┌─ Provided text

Associative arrays in Perl 5 are implemented with hash tables which have amortized O(1) (i.e. constant time) insert and lookup. That is why we tend to call them hashes not associative arrays.
It is difficult to find documentation that states that Perl 5 uses a hash table for implementation of associative arrays (besides the fact that we call associative arrays "hashes"), but there is at least this in perldoc perlfaq4
What happens if I add or remove keys from a hash while iterating over it?
(contributed by brian d foy)
The easy answer is "Don't do that!"
If you iterate through the hash with each(), you can delete the key
most recently returned without worrying about it. If you delete or add
other keys, the iterator may skip or double up on them since perl may
rearrange the hash table. See the entry for "each()" in perlfunc.
An even better quote from perldoc perldata
:
If you evaluate a hash in scalar context, it returns false if the hash
is empty. If there are any key/value pairs, it returns true; more
precisely, the value returned is a string consisting of the number of
used buckets and the number of allocated buckets, separated by a slash.
This is pretty much useful only to find out whether Perl's internal
hashing algorithm is performing poorly on your data set. For example,
you stick 10,000 things in a hash, but evaluating %HASH in scalar
context reveals "1/16", which means only one out of sixteen buckets has
been touched, and presumably contains all 10,000 of your items. This
isn't supposed to happen. If a tied hash is evaluated in scalar
context, a fatal error will result, since this bucket usage information
is currently not available for tied hashes.
Of course, O(1) is only theoretical performance. In the real world we do not have perfect hashing functions, so hashes do slow down as they get larger, and there are some degenerate cases that turn a hash into O(n), but Perl does its best to prevent this from happening. Here is a benchmark of Perl hashes with 10, 100, 1,000, 10,000, 100,000 keys:
Perl version 5.012000
Rate 10^5 keys 10^4 keys 10^3 keys 10^2 keys 10^1 keys
10^5 keys 5688029/s -- -1% -4% -7% -12%
10^4 keys 5748771/s 1% -- -3% -6% -11%
10^3 keys 5899429/s 4% 3% -- -4% -9%
10^2 keys 6116692/s 8% 6% 4% -- -6%
10^1 keys 6487133/s 14% 13% 10% 6% --
Here is the benchmark code:
#!/usr/bin/perl
use strict;
use warnings;
use Benchmark;
print "Perl version $]\n";
my %subs;
for my $n (1 .. 5) {
my $m = 10 ** $n;
keys(my %h) = $m; #preallocated the hash so it doesn't have to keep growing
my $k = "a";
%h = ( map { $k++ => 1 } 1 .. $m );
$subs{"10^$n keys"} = sub {
return @h{"a", $k};
}
};
Benchmark::cmpthese -1, \%subs;

└─

§ Set task 1:
Revise the passage of the Perl hash text starting with "(contributed by brian" and going on through "by a slash.", putting "cursor" wherever "iterator" appears.
The entries have no connection to the Perl hash text.

┌─ Records provided

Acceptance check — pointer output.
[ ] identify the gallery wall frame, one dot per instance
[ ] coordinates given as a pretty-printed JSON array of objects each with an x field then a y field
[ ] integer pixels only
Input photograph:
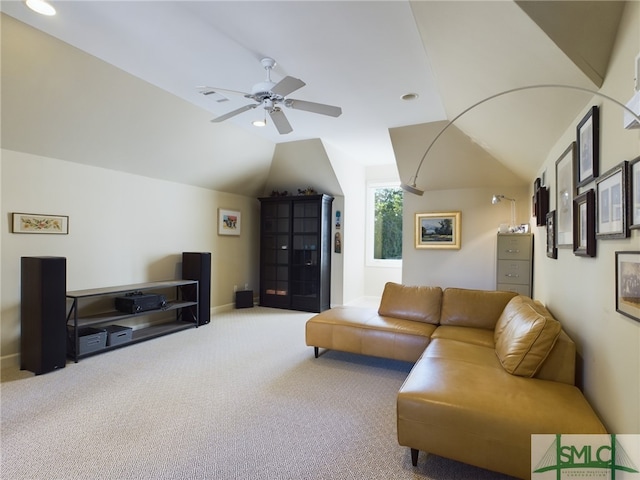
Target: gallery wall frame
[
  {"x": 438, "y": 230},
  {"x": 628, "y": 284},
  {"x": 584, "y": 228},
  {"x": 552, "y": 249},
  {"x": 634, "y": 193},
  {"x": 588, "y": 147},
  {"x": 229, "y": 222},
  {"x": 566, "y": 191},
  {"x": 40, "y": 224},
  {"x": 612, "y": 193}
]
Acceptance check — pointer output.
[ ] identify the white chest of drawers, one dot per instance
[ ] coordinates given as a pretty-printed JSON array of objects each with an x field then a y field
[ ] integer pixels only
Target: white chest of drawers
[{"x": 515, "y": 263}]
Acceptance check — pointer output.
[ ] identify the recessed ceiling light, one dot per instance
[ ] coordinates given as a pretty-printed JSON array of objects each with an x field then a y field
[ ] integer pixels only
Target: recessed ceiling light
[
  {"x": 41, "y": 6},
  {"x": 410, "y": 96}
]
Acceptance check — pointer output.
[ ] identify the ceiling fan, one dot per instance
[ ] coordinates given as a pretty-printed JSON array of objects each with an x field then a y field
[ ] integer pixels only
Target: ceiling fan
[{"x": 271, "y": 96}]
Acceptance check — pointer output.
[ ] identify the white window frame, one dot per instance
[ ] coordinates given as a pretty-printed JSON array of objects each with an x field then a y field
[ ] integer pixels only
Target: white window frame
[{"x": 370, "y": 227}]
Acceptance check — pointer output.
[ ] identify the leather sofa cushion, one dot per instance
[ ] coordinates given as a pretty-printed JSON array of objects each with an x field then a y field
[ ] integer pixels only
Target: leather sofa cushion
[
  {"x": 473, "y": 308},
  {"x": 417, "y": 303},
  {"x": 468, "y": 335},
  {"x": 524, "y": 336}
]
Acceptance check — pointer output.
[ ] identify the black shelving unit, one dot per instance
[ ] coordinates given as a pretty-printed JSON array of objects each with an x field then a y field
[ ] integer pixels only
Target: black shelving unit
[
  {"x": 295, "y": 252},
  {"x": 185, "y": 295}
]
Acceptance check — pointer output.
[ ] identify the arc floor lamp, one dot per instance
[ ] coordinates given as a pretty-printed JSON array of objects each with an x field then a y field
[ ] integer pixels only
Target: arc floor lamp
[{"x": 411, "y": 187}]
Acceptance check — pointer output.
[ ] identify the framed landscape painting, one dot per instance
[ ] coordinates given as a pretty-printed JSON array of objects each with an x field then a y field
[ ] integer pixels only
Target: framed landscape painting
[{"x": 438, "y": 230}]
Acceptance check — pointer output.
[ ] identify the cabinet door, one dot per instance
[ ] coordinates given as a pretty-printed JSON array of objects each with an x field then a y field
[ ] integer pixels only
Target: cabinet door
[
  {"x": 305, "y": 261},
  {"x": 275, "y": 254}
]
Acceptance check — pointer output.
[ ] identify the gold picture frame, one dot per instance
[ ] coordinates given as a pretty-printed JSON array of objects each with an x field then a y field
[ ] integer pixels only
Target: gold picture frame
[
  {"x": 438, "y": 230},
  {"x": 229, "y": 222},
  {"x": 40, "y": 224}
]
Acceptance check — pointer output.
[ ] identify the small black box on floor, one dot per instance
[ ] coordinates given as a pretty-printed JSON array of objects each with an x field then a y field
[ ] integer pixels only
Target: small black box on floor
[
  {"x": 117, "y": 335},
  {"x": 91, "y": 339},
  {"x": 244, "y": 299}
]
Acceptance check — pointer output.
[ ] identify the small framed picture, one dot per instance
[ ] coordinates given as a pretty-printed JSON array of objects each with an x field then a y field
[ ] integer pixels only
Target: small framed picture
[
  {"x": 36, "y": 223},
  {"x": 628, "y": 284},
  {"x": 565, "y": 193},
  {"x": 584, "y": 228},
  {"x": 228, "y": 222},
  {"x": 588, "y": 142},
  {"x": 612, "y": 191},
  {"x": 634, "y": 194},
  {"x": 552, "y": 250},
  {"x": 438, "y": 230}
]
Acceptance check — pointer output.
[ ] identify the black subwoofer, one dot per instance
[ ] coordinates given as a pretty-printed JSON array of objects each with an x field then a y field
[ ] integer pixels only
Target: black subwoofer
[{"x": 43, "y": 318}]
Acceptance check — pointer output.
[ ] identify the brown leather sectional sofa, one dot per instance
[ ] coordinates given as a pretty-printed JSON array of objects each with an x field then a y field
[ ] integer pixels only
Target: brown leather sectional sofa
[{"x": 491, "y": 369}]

└─
┌─ Records provided

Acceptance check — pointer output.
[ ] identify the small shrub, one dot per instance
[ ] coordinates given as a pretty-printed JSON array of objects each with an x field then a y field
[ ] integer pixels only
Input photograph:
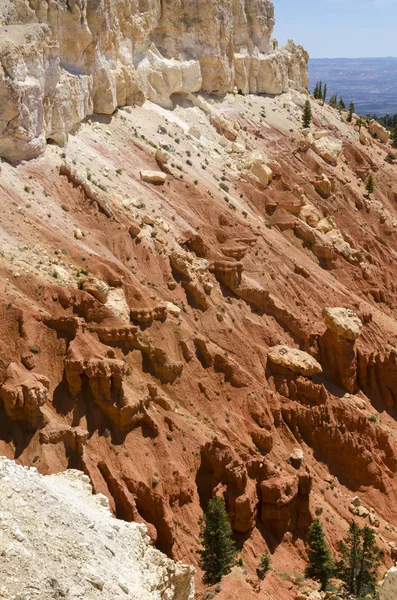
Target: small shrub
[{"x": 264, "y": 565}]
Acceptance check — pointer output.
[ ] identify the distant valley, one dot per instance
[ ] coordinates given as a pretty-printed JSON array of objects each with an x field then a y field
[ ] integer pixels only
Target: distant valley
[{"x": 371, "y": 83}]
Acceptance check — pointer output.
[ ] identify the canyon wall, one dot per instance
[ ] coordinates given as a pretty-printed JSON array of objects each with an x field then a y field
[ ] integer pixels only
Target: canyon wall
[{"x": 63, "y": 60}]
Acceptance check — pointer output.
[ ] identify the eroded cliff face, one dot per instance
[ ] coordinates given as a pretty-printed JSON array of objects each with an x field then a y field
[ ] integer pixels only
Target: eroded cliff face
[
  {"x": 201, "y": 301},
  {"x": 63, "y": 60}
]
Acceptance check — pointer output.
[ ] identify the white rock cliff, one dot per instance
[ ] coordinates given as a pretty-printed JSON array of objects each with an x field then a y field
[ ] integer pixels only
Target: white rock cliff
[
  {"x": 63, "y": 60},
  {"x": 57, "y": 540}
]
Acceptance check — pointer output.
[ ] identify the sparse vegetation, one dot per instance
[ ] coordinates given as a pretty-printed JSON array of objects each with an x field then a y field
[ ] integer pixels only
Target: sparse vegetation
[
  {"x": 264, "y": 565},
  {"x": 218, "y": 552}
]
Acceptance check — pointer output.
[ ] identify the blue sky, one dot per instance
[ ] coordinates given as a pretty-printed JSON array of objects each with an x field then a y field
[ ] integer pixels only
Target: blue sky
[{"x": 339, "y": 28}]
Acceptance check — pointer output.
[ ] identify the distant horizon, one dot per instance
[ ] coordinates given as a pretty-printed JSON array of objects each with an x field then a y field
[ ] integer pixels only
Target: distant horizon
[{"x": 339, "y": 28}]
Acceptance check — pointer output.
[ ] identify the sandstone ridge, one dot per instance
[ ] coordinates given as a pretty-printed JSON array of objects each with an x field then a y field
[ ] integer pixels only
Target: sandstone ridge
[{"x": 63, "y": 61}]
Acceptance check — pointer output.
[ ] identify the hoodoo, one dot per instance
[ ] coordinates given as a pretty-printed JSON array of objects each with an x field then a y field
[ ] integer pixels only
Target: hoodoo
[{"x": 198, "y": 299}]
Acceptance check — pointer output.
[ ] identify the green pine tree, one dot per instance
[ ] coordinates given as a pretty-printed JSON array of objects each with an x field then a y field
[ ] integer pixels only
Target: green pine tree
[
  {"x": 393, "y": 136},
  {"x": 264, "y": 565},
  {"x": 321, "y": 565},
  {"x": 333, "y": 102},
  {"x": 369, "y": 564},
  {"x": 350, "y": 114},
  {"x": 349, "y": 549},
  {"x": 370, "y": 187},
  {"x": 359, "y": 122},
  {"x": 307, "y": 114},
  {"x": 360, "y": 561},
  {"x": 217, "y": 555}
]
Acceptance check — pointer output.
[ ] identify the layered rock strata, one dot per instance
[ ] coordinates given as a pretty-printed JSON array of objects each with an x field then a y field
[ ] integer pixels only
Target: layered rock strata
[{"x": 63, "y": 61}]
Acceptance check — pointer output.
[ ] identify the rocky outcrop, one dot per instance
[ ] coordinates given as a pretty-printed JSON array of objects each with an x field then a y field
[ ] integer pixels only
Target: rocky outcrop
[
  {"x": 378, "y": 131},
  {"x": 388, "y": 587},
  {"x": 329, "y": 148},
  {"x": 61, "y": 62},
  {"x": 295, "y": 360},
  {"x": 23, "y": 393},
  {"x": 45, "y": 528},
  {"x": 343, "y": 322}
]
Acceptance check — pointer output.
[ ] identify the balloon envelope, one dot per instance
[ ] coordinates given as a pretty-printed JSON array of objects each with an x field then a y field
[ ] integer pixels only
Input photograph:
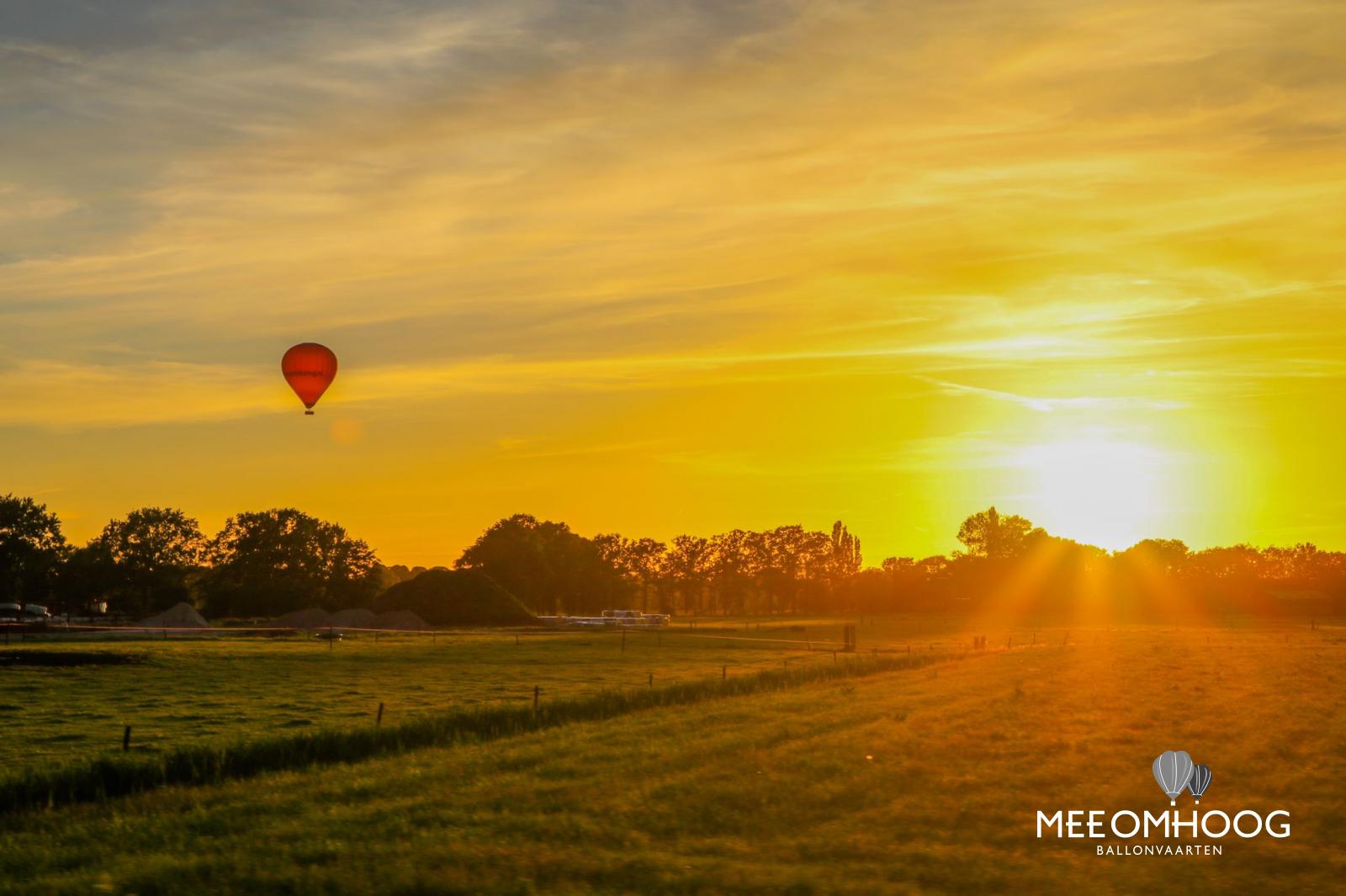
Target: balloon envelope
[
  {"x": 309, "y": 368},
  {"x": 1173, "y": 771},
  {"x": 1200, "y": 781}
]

└─
┌─ Records provided

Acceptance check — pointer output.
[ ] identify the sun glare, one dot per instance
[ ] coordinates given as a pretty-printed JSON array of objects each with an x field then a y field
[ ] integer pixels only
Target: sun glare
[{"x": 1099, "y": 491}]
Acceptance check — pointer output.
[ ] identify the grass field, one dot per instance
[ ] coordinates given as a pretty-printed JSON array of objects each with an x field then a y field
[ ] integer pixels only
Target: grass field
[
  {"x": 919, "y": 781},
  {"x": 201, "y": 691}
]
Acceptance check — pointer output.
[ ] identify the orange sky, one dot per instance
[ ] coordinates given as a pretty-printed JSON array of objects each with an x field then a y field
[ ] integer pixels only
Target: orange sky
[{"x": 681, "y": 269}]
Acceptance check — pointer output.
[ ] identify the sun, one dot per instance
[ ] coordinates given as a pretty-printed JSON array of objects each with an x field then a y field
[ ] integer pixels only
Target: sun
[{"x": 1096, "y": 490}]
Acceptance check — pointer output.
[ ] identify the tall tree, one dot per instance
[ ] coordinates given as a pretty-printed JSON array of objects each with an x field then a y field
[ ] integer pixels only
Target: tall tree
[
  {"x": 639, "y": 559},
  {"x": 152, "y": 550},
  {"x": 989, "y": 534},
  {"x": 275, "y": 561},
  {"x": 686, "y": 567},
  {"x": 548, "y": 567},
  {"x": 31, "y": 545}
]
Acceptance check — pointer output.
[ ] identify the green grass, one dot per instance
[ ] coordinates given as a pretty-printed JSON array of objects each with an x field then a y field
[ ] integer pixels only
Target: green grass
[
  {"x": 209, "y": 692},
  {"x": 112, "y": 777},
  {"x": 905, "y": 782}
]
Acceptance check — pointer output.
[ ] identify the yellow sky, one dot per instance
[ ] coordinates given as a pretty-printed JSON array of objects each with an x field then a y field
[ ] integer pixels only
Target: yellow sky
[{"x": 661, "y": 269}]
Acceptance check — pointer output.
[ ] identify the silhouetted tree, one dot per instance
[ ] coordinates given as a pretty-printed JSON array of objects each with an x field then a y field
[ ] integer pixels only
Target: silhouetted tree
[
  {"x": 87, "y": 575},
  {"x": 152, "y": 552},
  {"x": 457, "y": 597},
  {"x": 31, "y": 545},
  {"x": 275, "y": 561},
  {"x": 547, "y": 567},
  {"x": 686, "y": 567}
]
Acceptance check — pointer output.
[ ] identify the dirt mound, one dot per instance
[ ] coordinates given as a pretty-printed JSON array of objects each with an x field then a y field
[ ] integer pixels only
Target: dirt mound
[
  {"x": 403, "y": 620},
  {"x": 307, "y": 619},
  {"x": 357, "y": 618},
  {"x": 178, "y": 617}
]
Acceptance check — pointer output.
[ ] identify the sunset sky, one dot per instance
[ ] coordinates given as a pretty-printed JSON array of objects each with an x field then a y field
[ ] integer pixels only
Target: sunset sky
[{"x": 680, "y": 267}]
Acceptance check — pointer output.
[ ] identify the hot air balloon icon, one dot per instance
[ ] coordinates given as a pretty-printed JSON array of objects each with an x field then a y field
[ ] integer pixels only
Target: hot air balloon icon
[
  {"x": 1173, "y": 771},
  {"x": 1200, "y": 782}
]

└─

§ Set task 2:
How many lines of the entries contain the word "distant"? Reply with the number alone.

§ Full answer 1:
(contributed by brian d foy)
The easy answer is "Don't do that!"
If you iterate through the hash with each(), you can delete the key
most recently returned without worrying about it. If you delete or add
other keys, the cursor may skip or double up on them since perl may
rearrange the hash table. See the entry for "each()" in perlfunc.
An even better quote from perldoc perldata
:
If you evaluate a hash in scalar context, it returns false if the hash
is empty. If there are any key/value pairs, it returns true; more
precisely, the value returned is a string consisting of the number of
used buckets and the number of allocated buckets, separated by a slash.

§ Full answer 2:
4